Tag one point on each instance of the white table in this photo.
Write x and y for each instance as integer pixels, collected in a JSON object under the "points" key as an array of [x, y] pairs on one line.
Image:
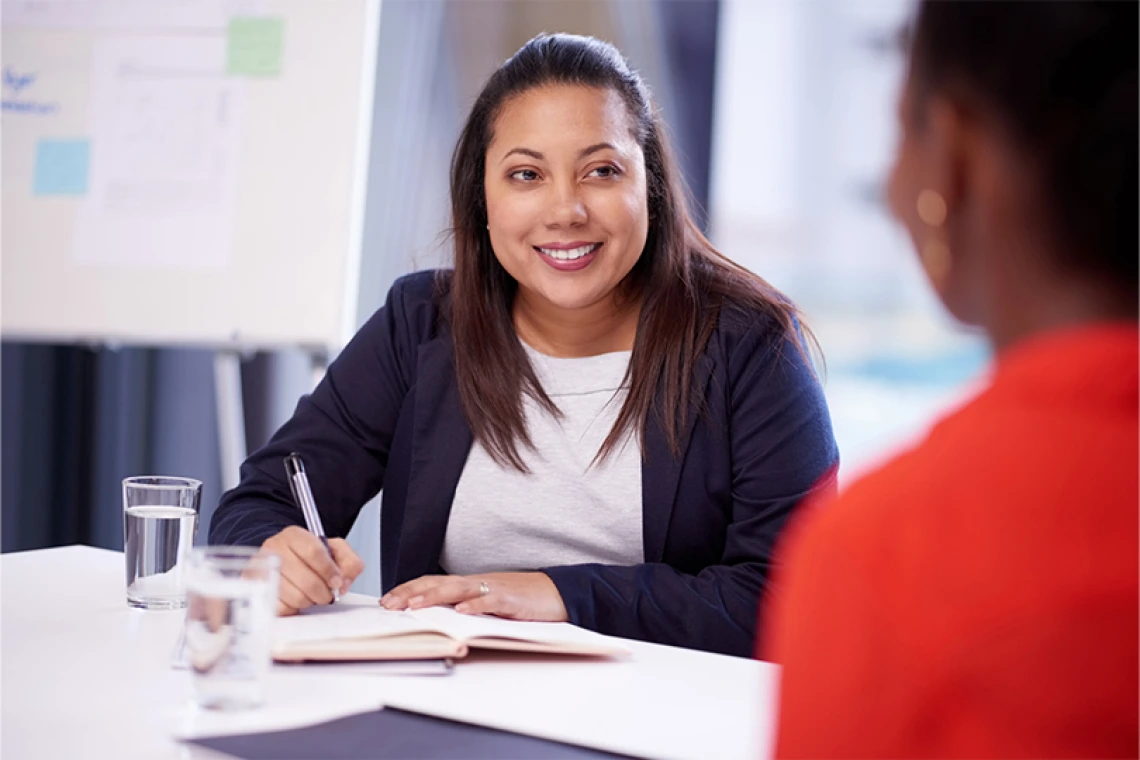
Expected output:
{"points": [[83, 675]]}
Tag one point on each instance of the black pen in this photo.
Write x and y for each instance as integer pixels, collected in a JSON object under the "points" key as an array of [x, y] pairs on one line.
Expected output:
{"points": [[302, 493]]}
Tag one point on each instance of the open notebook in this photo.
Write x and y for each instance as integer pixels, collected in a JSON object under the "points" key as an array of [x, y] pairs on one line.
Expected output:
{"points": [[355, 632]]}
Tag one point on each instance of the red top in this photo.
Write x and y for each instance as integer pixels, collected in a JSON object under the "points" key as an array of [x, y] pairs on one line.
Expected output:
{"points": [[978, 595]]}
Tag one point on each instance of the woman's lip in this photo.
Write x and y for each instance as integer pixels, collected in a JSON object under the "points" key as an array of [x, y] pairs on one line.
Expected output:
{"points": [[566, 246], [572, 264]]}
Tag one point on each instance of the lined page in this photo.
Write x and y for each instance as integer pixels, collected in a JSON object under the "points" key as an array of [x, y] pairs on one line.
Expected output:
{"points": [[469, 627], [341, 622]]}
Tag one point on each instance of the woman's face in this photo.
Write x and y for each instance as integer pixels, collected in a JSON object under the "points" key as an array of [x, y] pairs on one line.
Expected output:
{"points": [[567, 203]]}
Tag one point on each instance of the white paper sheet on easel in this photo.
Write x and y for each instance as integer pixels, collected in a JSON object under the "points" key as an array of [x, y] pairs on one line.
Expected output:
{"points": [[165, 130], [152, 15]]}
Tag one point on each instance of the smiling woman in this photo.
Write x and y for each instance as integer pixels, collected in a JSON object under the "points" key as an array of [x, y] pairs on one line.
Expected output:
{"points": [[594, 417]]}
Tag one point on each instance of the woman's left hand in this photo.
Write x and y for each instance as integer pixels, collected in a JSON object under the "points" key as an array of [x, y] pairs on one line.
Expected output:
{"points": [[519, 596]]}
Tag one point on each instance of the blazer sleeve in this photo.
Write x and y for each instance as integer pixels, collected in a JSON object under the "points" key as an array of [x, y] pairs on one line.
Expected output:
{"points": [[781, 449], [343, 431]]}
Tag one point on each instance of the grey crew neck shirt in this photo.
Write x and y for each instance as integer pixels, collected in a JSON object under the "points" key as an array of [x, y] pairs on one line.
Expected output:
{"points": [[563, 512]]}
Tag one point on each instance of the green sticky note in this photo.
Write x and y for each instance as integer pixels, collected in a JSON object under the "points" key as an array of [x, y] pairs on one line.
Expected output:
{"points": [[254, 47]]}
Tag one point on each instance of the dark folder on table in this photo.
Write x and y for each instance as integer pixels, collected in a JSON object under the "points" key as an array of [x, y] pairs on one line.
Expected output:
{"points": [[391, 734]]}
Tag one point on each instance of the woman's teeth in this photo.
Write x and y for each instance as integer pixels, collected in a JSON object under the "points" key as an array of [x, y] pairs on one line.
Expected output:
{"points": [[572, 253]]}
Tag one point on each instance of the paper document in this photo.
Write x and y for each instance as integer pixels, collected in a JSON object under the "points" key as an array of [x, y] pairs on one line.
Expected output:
{"points": [[165, 132], [349, 632]]}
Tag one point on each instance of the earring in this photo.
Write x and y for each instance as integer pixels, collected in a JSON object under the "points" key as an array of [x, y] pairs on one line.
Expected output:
{"points": [[935, 254]]}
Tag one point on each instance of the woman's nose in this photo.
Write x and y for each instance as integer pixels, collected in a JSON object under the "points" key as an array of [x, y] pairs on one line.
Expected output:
{"points": [[567, 207]]}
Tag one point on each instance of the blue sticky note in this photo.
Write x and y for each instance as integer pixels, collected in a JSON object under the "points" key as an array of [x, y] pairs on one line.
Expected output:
{"points": [[62, 166]]}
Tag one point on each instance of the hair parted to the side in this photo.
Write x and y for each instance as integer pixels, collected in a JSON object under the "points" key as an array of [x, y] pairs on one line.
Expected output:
{"points": [[1061, 78], [681, 278]]}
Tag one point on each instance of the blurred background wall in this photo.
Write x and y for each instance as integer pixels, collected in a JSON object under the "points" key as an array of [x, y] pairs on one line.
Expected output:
{"points": [[783, 116]]}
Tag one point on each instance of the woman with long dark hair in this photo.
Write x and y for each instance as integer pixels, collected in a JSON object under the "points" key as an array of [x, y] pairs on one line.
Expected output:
{"points": [[977, 597], [594, 417]]}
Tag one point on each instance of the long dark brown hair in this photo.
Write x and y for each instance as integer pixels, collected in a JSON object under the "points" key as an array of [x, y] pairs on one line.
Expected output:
{"points": [[681, 279]]}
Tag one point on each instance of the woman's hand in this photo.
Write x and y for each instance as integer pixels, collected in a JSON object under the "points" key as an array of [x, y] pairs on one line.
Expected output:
{"points": [[519, 596], [308, 573]]}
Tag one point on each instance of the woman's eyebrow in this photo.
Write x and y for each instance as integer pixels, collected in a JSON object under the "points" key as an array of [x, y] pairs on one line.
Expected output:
{"points": [[537, 156]]}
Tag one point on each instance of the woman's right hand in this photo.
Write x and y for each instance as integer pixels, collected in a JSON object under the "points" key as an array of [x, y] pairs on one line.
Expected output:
{"points": [[308, 573]]}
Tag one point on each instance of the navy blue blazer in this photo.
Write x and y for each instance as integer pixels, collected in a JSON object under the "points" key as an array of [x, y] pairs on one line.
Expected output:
{"points": [[388, 416]]}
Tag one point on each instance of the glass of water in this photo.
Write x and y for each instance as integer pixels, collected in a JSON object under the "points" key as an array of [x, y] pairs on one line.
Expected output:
{"points": [[231, 605], [160, 519]]}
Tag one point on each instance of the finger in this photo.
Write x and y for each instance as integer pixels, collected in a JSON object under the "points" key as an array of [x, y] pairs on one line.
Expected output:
{"points": [[349, 562], [288, 545], [489, 604], [452, 589], [314, 554], [291, 595], [398, 597]]}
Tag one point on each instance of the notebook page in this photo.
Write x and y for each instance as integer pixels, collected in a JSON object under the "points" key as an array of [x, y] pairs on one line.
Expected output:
{"points": [[469, 627], [334, 622]]}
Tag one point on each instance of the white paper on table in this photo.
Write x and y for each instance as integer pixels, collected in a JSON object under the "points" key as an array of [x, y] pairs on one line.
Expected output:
{"points": [[165, 131]]}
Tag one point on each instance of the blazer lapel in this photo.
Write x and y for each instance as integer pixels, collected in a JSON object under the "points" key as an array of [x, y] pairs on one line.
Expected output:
{"points": [[661, 470], [440, 443]]}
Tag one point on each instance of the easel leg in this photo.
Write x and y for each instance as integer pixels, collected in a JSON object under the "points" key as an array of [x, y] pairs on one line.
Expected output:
{"points": [[230, 416]]}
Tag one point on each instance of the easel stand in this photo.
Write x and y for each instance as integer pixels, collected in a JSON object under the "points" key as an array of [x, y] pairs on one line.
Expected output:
{"points": [[231, 442]]}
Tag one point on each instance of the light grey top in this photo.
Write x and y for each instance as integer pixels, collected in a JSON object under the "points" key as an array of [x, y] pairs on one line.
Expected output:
{"points": [[563, 511]]}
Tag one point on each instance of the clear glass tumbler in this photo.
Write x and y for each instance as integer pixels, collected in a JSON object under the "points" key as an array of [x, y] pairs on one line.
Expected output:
{"points": [[160, 520], [231, 606]]}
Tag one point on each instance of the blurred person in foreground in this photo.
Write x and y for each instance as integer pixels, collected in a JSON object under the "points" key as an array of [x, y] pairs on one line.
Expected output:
{"points": [[977, 596]]}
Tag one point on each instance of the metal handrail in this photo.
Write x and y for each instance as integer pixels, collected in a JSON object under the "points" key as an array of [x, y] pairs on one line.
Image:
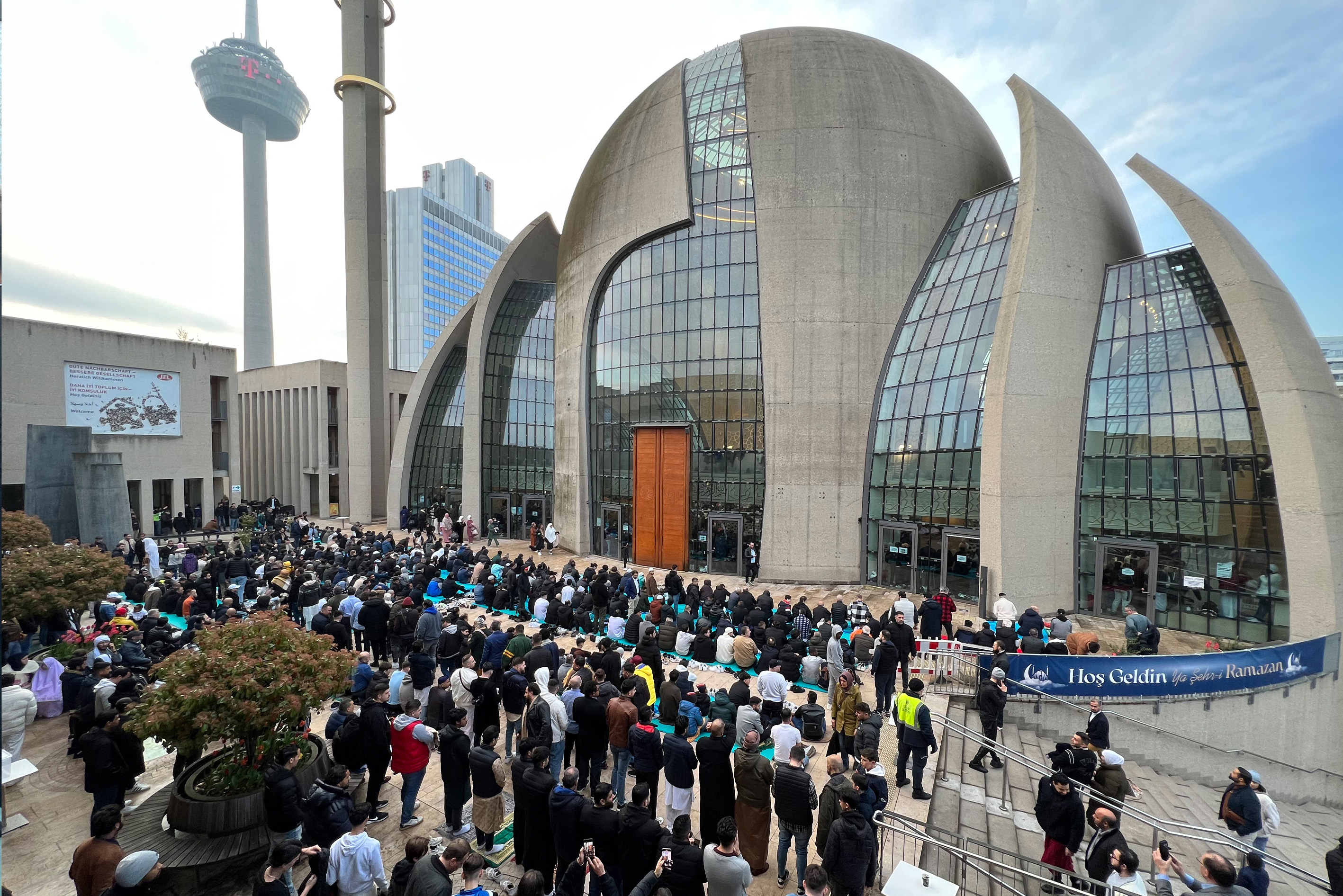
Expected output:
{"points": [[1172, 734], [910, 826], [1207, 834]]}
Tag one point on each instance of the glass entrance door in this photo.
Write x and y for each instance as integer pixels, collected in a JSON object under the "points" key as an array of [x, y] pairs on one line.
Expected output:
{"points": [[610, 530], [499, 510], [726, 545], [898, 556], [961, 562], [533, 511], [1126, 575]]}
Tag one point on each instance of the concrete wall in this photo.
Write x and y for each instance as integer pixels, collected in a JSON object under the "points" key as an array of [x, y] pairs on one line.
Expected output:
{"points": [[860, 152], [101, 496], [634, 186], [1298, 725], [1303, 412], [34, 393], [50, 477], [532, 256], [1072, 221], [417, 397]]}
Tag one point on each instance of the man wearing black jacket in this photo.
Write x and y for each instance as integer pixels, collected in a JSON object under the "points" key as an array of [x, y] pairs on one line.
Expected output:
{"points": [[1059, 810], [375, 731]]}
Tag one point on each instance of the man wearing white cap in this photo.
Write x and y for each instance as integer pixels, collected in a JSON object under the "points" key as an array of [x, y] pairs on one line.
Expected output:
{"points": [[135, 874]]}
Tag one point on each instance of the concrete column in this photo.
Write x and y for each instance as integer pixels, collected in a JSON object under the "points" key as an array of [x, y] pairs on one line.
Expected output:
{"points": [[366, 264], [258, 330]]}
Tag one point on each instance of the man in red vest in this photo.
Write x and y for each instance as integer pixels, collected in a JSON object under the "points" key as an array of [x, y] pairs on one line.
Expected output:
{"points": [[411, 742]]}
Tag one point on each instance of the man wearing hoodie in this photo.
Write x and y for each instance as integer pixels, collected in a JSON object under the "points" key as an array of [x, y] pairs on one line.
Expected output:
{"points": [[850, 850], [356, 859], [411, 744]]}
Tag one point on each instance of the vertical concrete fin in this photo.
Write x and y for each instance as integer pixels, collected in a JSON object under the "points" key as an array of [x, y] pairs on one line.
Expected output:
{"points": [[1072, 221], [1303, 413]]}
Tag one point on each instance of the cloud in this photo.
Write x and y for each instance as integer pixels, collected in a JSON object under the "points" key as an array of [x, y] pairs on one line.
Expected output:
{"points": [[42, 288]]}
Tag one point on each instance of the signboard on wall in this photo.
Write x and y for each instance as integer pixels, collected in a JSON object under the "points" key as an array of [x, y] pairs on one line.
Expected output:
{"points": [[123, 401], [1176, 675]]}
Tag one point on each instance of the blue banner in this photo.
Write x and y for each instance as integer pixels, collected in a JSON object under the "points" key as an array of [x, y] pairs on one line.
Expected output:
{"points": [[1172, 676]]}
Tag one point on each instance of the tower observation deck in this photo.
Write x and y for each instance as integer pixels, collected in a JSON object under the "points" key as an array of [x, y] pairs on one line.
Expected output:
{"points": [[246, 88]]}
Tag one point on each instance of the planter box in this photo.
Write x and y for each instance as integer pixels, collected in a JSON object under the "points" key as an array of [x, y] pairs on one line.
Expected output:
{"points": [[191, 813]]}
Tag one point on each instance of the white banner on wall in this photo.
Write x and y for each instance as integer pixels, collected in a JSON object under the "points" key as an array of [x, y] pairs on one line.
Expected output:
{"points": [[123, 401]]}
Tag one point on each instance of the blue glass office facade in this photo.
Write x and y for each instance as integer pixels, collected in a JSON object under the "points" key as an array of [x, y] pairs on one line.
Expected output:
{"points": [[923, 503], [677, 331], [438, 261]]}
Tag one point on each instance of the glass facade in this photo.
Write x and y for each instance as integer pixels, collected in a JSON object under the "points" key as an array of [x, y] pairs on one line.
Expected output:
{"points": [[1178, 510], [437, 464], [519, 412], [924, 477], [677, 331]]}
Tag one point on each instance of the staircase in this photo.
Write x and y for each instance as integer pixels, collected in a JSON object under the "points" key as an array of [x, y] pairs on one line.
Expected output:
{"points": [[972, 805]]}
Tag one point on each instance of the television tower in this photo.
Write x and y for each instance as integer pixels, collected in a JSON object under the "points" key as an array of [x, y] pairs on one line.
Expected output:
{"points": [[246, 88]]}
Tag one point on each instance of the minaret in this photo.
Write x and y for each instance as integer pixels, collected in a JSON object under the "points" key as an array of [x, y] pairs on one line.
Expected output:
{"points": [[246, 88]]}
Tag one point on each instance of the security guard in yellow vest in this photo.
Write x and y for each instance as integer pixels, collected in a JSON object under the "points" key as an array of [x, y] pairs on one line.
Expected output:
{"points": [[915, 731]]}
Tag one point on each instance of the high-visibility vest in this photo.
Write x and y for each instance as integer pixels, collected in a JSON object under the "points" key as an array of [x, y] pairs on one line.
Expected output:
{"points": [[907, 710]]}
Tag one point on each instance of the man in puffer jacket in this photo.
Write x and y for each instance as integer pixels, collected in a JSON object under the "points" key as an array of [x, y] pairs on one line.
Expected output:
{"points": [[850, 858]]}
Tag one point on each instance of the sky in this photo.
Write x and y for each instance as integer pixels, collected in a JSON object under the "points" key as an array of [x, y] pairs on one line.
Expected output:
{"points": [[123, 198]]}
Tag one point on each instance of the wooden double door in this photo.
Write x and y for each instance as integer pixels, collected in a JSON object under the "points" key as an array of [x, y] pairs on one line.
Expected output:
{"points": [[661, 496]]}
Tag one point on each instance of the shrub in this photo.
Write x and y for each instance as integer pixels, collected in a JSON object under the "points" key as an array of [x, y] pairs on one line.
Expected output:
{"points": [[18, 530], [36, 582], [252, 684]]}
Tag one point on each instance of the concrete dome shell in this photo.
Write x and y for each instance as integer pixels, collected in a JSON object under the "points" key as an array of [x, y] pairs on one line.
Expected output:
{"points": [[860, 152]]}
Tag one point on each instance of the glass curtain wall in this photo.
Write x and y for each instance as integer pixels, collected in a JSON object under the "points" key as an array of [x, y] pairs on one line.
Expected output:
{"points": [[519, 414], [1174, 457], [677, 332], [926, 439], [437, 464]]}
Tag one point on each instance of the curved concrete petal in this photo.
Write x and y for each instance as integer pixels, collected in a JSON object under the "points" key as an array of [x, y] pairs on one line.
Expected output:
{"points": [[1072, 221], [860, 151], [1303, 413], [634, 187]]}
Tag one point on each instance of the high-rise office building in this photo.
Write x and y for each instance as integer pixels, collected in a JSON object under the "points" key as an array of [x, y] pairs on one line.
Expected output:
{"points": [[441, 245]]}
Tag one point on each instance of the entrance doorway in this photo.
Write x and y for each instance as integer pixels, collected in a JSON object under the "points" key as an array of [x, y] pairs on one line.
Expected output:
{"points": [[898, 555], [724, 545], [499, 510], [1125, 574], [612, 530], [961, 562], [663, 496]]}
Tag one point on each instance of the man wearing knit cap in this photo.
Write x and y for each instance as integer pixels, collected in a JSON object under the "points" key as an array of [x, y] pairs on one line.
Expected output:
{"points": [[135, 872]]}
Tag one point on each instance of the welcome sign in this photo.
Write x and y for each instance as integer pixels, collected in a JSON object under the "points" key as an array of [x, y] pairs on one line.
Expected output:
{"points": [[1173, 676]]}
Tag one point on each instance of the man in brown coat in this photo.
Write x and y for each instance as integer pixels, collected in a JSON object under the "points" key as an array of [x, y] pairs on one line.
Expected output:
{"points": [[754, 777], [96, 859]]}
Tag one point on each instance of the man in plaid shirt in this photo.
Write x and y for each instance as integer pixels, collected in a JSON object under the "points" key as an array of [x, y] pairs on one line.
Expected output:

YOUR TASK: Go through the material above, and wherever a line contains the string "long", return it.

EXERCISE RESULT:
Tag one point on each instance of the woman with long dark hair in this photo.
Tag one point on each instance of the long dark brown hair in this photo.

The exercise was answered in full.